■ **Required action**: Transcribe the following records exactly, images excluded.
*** Begin section ***
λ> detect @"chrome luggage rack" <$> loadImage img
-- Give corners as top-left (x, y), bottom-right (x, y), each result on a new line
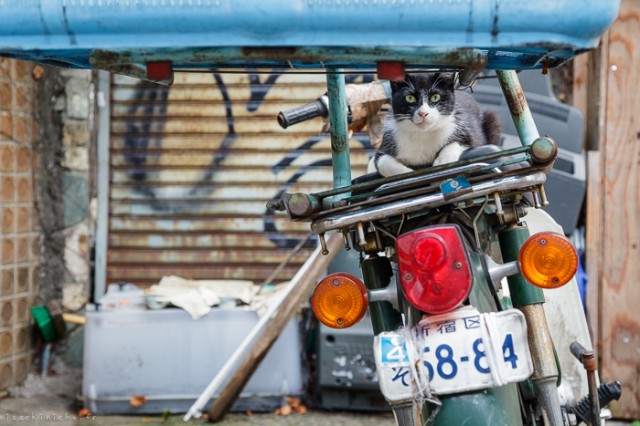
top-left (268, 137), bottom-right (557, 241)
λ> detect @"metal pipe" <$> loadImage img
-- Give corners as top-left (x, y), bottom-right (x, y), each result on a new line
top-left (361, 256), bottom-right (402, 334)
top-left (496, 70), bottom-right (541, 146)
top-left (499, 226), bottom-right (561, 424)
top-left (520, 305), bottom-right (560, 382)
top-left (368, 277), bottom-right (400, 312)
top-left (484, 256), bottom-right (520, 288)
top-left (570, 342), bottom-right (600, 426)
top-left (498, 226), bottom-right (546, 307)
top-left (184, 236), bottom-right (342, 421)
top-left (89, 46), bottom-right (488, 71)
top-left (311, 173), bottom-right (547, 234)
top-left (520, 304), bottom-right (563, 426)
top-left (313, 144), bottom-right (531, 199)
top-left (326, 68), bottom-right (351, 200)
top-left (94, 71), bottom-right (111, 303)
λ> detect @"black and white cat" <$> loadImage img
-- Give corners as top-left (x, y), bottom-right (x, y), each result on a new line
top-left (368, 73), bottom-right (500, 176)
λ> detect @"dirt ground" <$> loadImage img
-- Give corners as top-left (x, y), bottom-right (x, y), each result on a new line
top-left (0, 394), bottom-right (395, 426)
top-left (0, 372), bottom-right (631, 426)
top-left (0, 370), bottom-right (395, 426)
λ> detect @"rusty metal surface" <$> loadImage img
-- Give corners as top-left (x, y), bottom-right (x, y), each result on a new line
top-left (107, 71), bottom-right (375, 287)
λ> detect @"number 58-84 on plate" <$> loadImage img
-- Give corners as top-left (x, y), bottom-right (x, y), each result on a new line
top-left (374, 307), bottom-right (534, 402)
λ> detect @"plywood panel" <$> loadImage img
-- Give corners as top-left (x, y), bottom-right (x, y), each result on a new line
top-left (599, 0), bottom-right (640, 418)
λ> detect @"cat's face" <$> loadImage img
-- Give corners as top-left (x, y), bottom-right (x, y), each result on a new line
top-left (390, 73), bottom-right (455, 131)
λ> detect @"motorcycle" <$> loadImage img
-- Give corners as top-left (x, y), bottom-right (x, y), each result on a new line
top-left (0, 1), bottom-right (621, 423)
top-left (269, 70), bottom-right (621, 425)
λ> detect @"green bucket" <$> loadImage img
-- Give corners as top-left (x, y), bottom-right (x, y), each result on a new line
top-left (30, 305), bottom-right (56, 343)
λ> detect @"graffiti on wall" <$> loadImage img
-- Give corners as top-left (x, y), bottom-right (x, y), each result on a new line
top-left (109, 70), bottom-right (375, 284)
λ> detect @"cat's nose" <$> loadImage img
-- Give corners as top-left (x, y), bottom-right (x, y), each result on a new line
top-left (417, 110), bottom-right (429, 118)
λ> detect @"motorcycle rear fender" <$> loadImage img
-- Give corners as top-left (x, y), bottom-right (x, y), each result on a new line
top-left (428, 252), bottom-right (522, 425)
top-left (362, 248), bottom-right (524, 425)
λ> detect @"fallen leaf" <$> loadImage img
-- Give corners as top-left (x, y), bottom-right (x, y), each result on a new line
top-left (296, 405), bottom-right (308, 415)
top-left (78, 408), bottom-right (91, 417)
top-left (130, 395), bottom-right (147, 408)
top-left (279, 405), bottom-right (292, 416)
top-left (287, 397), bottom-right (301, 408)
top-left (245, 410), bottom-right (254, 417)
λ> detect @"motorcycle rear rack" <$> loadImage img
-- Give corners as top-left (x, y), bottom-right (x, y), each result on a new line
top-left (269, 137), bottom-right (556, 236)
top-left (310, 171), bottom-right (546, 235)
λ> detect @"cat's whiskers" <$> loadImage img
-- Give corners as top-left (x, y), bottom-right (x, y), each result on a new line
top-left (394, 119), bottom-right (432, 134)
top-left (401, 78), bottom-right (416, 92)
*** End section ***
■ **Solution**:
λ> detect @"chrome luggage rack" <$> loadImage img
-- Give corners as top-left (x, y), bottom-right (x, y), each result on a new line
top-left (268, 137), bottom-right (557, 241)
λ> detect @"metal pipe" <$> loadImage img
-- Give corners as top-left (x, y), bottom-right (x, y), each result on a new line
top-left (361, 256), bottom-right (402, 334)
top-left (496, 70), bottom-right (541, 146)
top-left (499, 226), bottom-right (561, 424)
top-left (520, 305), bottom-right (560, 382)
top-left (368, 277), bottom-right (400, 312)
top-left (484, 256), bottom-right (520, 288)
top-left (570, 342), bottom-right (600, 426)
top-left (498, 226), bottom-right (546, 307)
top-left (184, 236), bottom-right (342, 421)
top-left (89, 46), bottom-right (488, 71)
top-left (311, 173), bottom-right (547, 234)
top-left (520, 304), bottom-right (563, 426)
top-left (313, 144), bottom-right (531, 199)
top-left (326, 68), bottom-right (351, 200)
top-left (94, 71), bottom-right (111, 303)
λ> detect @"black and white cat" <$> loadImage img
-- Give corners as top-left (x, y), bottom-right (x, y), each result on a new line
top-left (368, 73), bottom-right (500, 176)
λ> detect @"dirt ground" <$> loadImage img
-- Give corners as top-left (x, y), bottom-right (x, y), each result on a new line
top-left (0, 394), bottom-right (395, 426)
top-left (0, 372), bottom-right (631, 426)
top-left (0, 370), bottom-right (395, 426)
λ> detect @"rusty metal surface" <$> loadImage img
-- Give corners as top-left (x, y), bottom-right (x, y), each result on a new line
top-left (107, 71), bottom-right (375, 287)
λ> detect @"number 58-84 on plate" <$> loadImage img
-- Give corners as top-left (x, y), bottom-right (x, y), each result on a new line
top-left (374, 307), bottom-right (534, 402)
λ> detect @"plywood panel" <$> loadImage img
-- Give corners as top-left (x, y), bottom-right (x, y), each result on a new line
top-left (599, 0), bottom-right (640, 418)
λ> detect @"cat's face" <$> loadImage img
-- Give corners as top-left (x, y), bottom-right (x, y), each result on a new line
top-left (390, 73), bottom-right (455, 131)
λ> detect @"motorcycle" <$> loadImage img
-- Give corners as top-left (x, y), bottom-right (x, y), each result on a new line
top-left (0, 1), bottom-right (621, 423)
top-left (269, 70), bottom-right (621, 425)
λ> detect @"green bucket" <$> loadImage img
-- Give corners as top-left (x, y), bottom-right (x, y), each result on a new line
top-left (30, 305), bottom-right (56, 343)
λ> detect @"graffiti on wall" <$> loadImage img
-- Give corners as top-left (x, y), bottom-right (x, y), each result on a new line
top-left (109, 70), bottom-right (375, 284)
λ> detect @"cat's nose" <$> loadImage img
-- Give corners as top-left (x, y), bottom-right (x, y), each result on a new line
top-left (417, 110), bottom-right (429, 118)
λ> detect @"motorcycle rear fender" <$> loadImage img
-- Give corners as top-left (x, y), bottom-right (x, y), each result on a new line
top-left (428, 252), bottom-right (522, 425)
top-left (362, 248), bottom-right (524, 425)
λ> detect @"fallen leaf" <$> loadImage img
-- Give corners as top-left (x, y), bottom-right (x, y), each result on a new line
top-left (296, 405), bottom-right (308, 415)
top-left (78, 408), bottom-right (91, 417)
top-left (130, 395), bottom-right (147, 408)
top-left (279, 405), bottom-right (292, 416)
top-left (287, 397), bottom-right (301, 408)
top-left (245, 410), bottom-right (254, 417)
λ> detect @"motorcycle rear rack" <$> loadImage img
-- Give corners as top-left (x, y), bottom-right (x, y), each result on a new line
top-left (269, 137), bottom-right (556, 236)
top-left (310, 171), bottom-right (546, 235)
λ> detect @"cat's whiskers" <$> loadImage img
-- Give corners as top-left (x, y), bottom-right (x, y), each result on a new line
top-left (394, 119), bottom-right (432, 134)
top-left (401, 78), bottom-right (416, 92)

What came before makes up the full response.